_GIVEN TEXT:_
=======

I didn’t. But I was caught off guard; the tumble from the board had made me feel more vulnerable than usual.
“Today was the day that my mom … went to the hospital. When her doctor told us she was going to die,” I explained, hating the way my wobbly voice cracked; the way the flow of tears had turned from a trickle to a full-on torrent as the memories from the previous year flashed into my mind: The two weeks in between that terrible phone call and her death, when I went out with friends, worked on a new book, only visited the hospital once. The week after her death, trying to pick out a sweater with my boyfriend in a department store I hated, feeling like the wind was knocked out of me when I realized I would never be in that store with my mother again, but then taking a deep breath and composing myself before he realized anything was wrong. Every memory was there, and every memory hurt far more than my still bleeding lip.
The instructor pulled me into a hug. I didn’t pull away. “That’s why you were having such a hard time in the water today. You were struggling with all of that. And that doesn’t work in the water. Because how can you honestly feel the waves if you’re fighting with your feelings?”
She let me go and told me to come back to the water when I was ready. I sat on a rock, pulled my still damp legs to my chest, and gazed out, watching surfers in the distance triumphantly crest a wave at the intersection of sea and sky. I wanted to be one of them—someone who fell down but could stand up again, who could say they’d been hurt and had the bruises to prove it, who understood that life and it’s emotions were far more like the troughs and valleys of an untamed ocean than the glassy stillness of an Olympic-sized swimming pool.

=======

_ENTRIES SUPPLIED:_
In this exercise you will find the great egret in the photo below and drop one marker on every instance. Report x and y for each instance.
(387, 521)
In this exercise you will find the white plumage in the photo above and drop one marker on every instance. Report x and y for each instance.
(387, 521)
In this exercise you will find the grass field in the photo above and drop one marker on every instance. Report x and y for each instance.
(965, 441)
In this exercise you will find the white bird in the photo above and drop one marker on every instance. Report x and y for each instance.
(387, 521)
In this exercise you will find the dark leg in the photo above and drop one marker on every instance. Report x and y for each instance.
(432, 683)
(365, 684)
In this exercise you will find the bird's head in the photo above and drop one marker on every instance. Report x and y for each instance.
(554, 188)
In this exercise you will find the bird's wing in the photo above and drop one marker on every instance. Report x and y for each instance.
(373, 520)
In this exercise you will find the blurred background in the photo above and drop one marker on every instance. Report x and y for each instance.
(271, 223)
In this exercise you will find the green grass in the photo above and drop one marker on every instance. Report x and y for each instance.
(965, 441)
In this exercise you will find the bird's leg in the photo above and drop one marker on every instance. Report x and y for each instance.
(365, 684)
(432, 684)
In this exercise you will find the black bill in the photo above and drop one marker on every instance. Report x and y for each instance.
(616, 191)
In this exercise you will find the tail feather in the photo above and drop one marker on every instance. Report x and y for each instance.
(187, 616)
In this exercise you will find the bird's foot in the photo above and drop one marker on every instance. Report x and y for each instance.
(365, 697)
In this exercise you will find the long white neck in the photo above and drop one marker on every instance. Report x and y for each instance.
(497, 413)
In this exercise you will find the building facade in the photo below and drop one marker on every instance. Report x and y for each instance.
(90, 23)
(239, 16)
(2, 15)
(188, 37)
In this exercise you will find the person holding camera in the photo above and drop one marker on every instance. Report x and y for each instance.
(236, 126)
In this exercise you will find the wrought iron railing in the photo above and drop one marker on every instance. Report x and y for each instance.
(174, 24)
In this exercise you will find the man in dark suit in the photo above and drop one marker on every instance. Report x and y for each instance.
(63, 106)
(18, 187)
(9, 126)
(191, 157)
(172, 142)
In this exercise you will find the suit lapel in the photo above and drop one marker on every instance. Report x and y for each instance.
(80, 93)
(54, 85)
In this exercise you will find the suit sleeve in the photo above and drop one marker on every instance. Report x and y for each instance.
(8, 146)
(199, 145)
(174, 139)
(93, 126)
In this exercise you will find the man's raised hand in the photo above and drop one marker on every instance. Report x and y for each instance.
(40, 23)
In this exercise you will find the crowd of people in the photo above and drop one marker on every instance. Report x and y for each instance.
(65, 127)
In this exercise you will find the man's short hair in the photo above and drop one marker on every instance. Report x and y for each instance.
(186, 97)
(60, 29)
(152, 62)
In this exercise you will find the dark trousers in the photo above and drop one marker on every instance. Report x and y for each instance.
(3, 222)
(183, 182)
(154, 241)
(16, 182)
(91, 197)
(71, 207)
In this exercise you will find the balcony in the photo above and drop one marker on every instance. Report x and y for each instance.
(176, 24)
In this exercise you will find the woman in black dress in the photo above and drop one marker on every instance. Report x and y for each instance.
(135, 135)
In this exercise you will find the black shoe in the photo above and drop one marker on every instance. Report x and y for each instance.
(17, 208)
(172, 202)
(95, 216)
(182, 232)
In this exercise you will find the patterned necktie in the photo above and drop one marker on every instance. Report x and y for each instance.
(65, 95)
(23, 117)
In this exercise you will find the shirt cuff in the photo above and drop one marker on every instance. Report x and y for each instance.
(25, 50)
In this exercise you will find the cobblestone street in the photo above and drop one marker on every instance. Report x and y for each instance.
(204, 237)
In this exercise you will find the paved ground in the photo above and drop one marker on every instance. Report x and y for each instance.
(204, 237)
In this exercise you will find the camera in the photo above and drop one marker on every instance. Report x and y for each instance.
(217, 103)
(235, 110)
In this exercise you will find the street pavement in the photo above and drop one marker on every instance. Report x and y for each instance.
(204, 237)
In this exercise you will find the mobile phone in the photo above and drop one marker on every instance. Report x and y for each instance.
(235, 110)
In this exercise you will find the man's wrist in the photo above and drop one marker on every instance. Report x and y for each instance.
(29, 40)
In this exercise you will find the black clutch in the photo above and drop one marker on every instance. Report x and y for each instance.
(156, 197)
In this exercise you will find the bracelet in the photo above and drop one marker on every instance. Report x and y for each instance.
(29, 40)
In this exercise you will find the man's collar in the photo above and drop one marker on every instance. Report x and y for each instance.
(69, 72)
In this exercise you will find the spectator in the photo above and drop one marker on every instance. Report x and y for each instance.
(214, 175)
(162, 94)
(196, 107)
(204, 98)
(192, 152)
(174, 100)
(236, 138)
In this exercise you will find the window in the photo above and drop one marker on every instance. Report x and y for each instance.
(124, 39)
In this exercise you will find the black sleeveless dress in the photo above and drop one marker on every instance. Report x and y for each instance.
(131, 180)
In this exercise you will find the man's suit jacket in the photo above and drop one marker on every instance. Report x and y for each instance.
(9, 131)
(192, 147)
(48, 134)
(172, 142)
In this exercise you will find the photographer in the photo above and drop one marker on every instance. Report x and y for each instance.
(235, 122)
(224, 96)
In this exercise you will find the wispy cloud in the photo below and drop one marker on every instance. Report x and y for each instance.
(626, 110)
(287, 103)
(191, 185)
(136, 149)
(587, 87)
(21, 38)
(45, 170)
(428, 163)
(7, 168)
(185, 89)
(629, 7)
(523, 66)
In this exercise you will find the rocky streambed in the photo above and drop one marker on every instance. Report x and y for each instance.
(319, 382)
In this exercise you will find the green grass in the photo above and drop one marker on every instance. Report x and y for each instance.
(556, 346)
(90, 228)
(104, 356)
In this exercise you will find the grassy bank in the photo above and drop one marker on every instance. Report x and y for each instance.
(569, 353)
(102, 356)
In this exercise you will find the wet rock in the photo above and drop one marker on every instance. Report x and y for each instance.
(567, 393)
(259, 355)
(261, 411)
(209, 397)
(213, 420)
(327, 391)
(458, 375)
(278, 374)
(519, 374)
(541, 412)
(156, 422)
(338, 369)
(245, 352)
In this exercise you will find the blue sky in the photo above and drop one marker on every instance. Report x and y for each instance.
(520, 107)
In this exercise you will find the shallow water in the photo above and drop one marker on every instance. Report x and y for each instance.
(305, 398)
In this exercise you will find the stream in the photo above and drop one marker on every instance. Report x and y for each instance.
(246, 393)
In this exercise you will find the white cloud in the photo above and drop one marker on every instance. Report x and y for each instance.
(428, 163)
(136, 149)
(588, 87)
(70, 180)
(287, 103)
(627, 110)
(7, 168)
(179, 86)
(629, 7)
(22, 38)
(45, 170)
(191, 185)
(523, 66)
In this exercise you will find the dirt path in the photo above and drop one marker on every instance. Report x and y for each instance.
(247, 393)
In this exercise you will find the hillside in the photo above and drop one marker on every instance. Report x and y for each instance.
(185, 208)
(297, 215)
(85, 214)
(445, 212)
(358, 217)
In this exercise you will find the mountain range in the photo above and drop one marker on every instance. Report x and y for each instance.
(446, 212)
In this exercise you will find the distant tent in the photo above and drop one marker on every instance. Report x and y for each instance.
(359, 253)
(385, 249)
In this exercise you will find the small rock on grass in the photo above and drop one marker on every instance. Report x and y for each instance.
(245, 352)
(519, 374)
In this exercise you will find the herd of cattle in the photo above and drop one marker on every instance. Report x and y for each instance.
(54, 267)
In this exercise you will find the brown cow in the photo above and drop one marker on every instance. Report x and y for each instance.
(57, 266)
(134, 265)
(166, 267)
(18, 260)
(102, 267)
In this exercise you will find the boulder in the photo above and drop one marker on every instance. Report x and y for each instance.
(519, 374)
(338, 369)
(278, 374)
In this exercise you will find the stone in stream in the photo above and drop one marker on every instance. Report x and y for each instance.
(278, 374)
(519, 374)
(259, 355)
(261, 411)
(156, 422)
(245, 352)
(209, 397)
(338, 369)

=======

_WHAT YOU WILL DO:_
(a) Please copy out the part of the surf lesson passage that opens with the words containing "She let me go" and closes with "Olympic-sized swimming pool.".
(b) After letting the narrator go, what did the instructor say to do, according to the surf lesson passage?

_ANSWERS:_
(a)
She let me go and told me to come back to the water when I was ready. I sat on a rock, pulled my still damp legs to my chest, and gazed out, watching surfers in the distance triumphantly crest a wave at the intersection of sea and sky. I wanted to be one of them—someone who fell down but could stand up again, who could say they’d been hurt and had the bruises to prove it, who understood that life and it’s emotions were far more like the troughs and valleys of an untamed ocean than the glassy stillness of an Olympic-sized swimming pool.

(b) Come back to the water when ready.